____ TEKSTFRAGMENT
Toets, kwaliteit en borging

Nieuws | de redactie
26 november 2014 | HBO en WO mogen in Vlaanderen voortaan zelf kiezen welke 'piste' zij voor hun NVAO-borging verkiezen. NQA onderzocht of instellingen die hun ITK hebben gehaald, meer opleidingen kennen die ‘goed’ beoordeeld worden. “Het antwoord is ‘neen’.” Gaan die verschillende routes dus wel helpen?

“Geen externe inspectie meer: Universiteiten mogen zichzelf controleren,” kopte de Vlaamse krant De Morgen de ochtend van 24 november. ScienceGuide schreef: ‘Vlaamse kwaliteit versoepeld’. Er ligt namelijk nu een plan klaar om opleidingen in het hoger onderwijs voortaan niet meer te laten controleren door een externe partij. In plaats daarvan kunnen Vlaamse universiteiten en hogescholen zich op instellingsniveau laten controleren. Wanneer zij deze toets halen, hoeven externe controles op opleidingsniveau voortaan niet meer plaats te vinden.
________
____ GEGEVENS
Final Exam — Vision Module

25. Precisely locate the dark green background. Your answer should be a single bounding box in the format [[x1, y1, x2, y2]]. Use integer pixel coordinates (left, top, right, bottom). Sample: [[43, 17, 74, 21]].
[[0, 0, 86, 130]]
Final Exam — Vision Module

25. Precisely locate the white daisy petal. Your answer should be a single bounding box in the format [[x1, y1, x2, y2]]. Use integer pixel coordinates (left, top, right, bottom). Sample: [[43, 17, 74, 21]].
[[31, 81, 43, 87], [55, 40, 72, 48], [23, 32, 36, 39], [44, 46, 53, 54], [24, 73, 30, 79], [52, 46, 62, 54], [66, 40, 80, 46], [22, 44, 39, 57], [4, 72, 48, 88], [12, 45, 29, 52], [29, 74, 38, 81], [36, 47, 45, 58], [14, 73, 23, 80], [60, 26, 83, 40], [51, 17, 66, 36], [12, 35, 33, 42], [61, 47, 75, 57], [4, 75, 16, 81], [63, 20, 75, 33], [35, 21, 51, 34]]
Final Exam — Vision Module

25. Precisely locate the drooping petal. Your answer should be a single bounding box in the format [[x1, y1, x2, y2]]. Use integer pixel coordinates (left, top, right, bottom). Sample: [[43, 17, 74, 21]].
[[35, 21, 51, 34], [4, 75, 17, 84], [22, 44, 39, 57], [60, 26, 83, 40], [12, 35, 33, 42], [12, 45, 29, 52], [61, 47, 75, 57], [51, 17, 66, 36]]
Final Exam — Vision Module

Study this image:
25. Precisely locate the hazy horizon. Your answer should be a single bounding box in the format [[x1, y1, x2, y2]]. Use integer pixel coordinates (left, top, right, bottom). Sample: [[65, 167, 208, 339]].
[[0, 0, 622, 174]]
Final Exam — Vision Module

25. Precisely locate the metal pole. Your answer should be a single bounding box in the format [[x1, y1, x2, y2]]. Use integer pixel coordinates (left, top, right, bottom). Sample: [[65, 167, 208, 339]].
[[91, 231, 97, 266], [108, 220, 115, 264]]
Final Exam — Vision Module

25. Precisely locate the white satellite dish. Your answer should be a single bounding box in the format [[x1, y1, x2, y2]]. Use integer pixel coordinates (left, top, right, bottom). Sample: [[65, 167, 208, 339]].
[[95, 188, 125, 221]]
________
____ GEGEVENS
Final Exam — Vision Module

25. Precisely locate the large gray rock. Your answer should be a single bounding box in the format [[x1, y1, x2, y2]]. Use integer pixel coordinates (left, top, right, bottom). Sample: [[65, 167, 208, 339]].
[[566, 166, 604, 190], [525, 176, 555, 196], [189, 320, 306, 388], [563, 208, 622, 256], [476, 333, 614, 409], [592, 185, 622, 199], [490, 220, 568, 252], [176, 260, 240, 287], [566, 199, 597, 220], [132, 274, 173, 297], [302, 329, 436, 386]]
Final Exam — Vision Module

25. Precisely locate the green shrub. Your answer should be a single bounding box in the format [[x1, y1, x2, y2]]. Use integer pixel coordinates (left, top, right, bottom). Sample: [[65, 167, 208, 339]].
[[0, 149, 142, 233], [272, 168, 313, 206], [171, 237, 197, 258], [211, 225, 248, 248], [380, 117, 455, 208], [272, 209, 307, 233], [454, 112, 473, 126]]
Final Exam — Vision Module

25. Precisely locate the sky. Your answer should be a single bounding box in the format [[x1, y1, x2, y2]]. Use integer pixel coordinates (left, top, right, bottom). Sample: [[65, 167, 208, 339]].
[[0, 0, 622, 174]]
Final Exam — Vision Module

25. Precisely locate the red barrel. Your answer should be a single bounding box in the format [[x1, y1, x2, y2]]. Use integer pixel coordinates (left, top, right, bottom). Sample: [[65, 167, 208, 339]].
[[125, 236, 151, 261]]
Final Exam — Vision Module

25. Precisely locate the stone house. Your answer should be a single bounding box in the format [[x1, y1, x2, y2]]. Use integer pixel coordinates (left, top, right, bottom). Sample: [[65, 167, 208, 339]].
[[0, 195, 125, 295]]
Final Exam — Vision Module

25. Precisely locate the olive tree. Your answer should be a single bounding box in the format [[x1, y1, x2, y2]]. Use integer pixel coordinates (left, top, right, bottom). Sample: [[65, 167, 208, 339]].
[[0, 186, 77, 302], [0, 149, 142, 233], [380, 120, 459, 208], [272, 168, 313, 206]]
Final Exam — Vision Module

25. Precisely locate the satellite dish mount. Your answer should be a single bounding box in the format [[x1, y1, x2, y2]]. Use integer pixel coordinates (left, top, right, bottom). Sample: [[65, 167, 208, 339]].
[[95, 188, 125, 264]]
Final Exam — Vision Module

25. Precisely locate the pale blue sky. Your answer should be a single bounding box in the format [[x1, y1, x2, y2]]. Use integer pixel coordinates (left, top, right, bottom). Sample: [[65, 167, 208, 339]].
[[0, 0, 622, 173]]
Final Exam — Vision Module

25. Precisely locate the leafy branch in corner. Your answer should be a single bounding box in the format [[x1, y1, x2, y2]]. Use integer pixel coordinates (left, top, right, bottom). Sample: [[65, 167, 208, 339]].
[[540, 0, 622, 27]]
________
— OPDRACHT A —
Vertaal de zin "In plaats daarvan kunnen Vlaamse universiteiten en hogescholen zich op instellingsniveau laten controleren." uit het artikel over kwaliteitsborging in Vlaanderen naar het Engels.
— OPDRACHT B —
Schrijf het artikel over kwaliteitsborging in Vlaanderen verder vanaf de laatste zin.

— ANTWOORD A —
Instead, Flemish universities and university colleges can have themselves assessed at the institutional level.

— ANTWOORD B —
In Nederland hebben we al enkele jaren ervaring met een externe toets op instellings- én opleidingsniveau. Dit is een mooie aanleiding om de cijfers eens op een rij te zetten en ons de vraag te stellen: hoeveel zegt het halen van de instellingstoets nou eigenlijk over de kwaliteit op opleidingsniveau? Vroeg Janos Betko van NQA zich af. Feiten en cijfers, kortom.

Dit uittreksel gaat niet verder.